● Work order
Please reproduce word for word the part of the text below on a proposed St. Maarten property tax that begins at the words "Finance Minister Ardwell" and stops after "potentially counterproductive alternative.".

● Extract to read
The Committee for Financial Supervision CFT has advised levying a property tax in St. Maarten. There is great concern over the country’s growing debt with a continued need for COVID-19 crisis-related liquidity loans, so in addition to cutting cost, revenues for the national treasury must be raised.
From a purely fiscal perspective this make sense, but there is also the economy to keep in mind. The dominant hospitality industry was down for more than a year and has only now just started recovering.
Real estate is nevertheless moving as people especially from abroad seem eager to buy and/or spend time on the island. Vacation homes, in addition to timeshare, are a key part of St. Maarten’s tourism product.
Independent Member of Parliament (MP) Christophe Emmanuel has already termed the proposal “dead on arrival.” He called it an “attack on our way of life,” adding that “the Dutch do not understand succession land, lease land and how we build in St. Maarten.”
United St. Maarten Party (US party) leader Claudius Buncamper is against a land tax “because that’s the one asset St. Maarteners have that’s still theirs.” However, he supports “taxing luxury homes owned by non-residents that are used as Airbnb, seeing we have no Airbnb agreement.”
Regarding the latter, readers may remember that something similar was tried unsuccessfully with the so-called condo tax. However, instead of working with homeowners’ associations, developers and real estate agents on a fair system for government to get something from the renting out of such accommodations, retroactive assessments based on fictitious rental income assumptions were sent out, leading to little more than a host of objections and appeals.
Revenue-sharing agreements with short-tern vacation rental providers such as Airbnb also seems the preferred route in practical terms.
CFT pointed out that a property tax policy with appraisals for St. Maarten was devised several years ago but never executed. The International Monetary Fund (IMF) has suggested taking this step too.
Finance Minister Ardwell Irion kept his cards close to the chest, saying it already exists but is set at zero and he is thinking more of a “tax that will look at condos.” Either way, the negative impact on the investment climate could be significant, with all possible socioeconomic consequences.
These are unprecedented circumstances, so perhaps a – gradual – increase of the transfer tax when purchasing property, although a one-time incidental levy, would be a less invasive, harmful and potentially counterproductive alternative.

● Records supplied

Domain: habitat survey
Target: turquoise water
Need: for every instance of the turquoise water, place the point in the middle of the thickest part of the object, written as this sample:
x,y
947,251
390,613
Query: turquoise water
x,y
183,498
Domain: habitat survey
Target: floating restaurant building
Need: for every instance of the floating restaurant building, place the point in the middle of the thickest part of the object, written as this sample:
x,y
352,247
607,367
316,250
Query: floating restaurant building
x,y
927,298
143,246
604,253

==

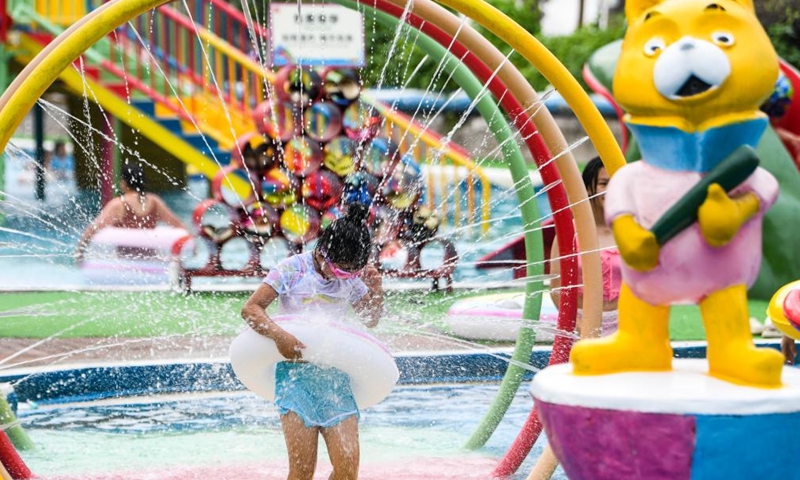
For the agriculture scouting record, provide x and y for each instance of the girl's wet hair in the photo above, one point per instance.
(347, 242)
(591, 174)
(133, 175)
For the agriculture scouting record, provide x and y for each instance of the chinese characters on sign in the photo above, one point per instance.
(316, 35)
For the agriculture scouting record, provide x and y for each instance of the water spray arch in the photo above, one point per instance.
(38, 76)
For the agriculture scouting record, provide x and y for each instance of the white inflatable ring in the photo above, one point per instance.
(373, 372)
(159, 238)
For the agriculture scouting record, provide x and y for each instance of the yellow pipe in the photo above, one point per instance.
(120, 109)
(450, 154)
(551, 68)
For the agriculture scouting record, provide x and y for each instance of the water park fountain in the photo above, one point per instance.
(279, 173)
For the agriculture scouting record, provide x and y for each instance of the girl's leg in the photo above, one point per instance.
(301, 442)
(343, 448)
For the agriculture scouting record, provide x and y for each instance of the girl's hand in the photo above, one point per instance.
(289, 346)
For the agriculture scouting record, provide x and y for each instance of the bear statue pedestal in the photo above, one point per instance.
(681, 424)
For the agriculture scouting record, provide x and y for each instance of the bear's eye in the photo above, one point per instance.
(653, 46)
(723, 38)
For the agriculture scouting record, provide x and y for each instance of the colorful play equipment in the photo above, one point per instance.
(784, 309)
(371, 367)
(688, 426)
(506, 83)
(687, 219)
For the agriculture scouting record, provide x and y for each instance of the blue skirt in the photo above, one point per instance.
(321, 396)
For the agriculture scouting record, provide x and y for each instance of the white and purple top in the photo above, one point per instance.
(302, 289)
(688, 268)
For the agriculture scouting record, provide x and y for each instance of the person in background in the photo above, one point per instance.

● Answer to the exercise
Finance Minister Ardwell Irion kept his cards close to the chest, saying it already exists but is set at zero and he is thinking more of a “tax that will look at condos.” Either way, the negative impact on the investment climate could be significant, with all possible socioeconomic consequences.
These are unprecedented circumstances, so perhaps a – gradual – increase of the transfer tax when purchasing property, although a one-time incidental levy, would be a less invasive, harmful and potentially counterproductive alternative.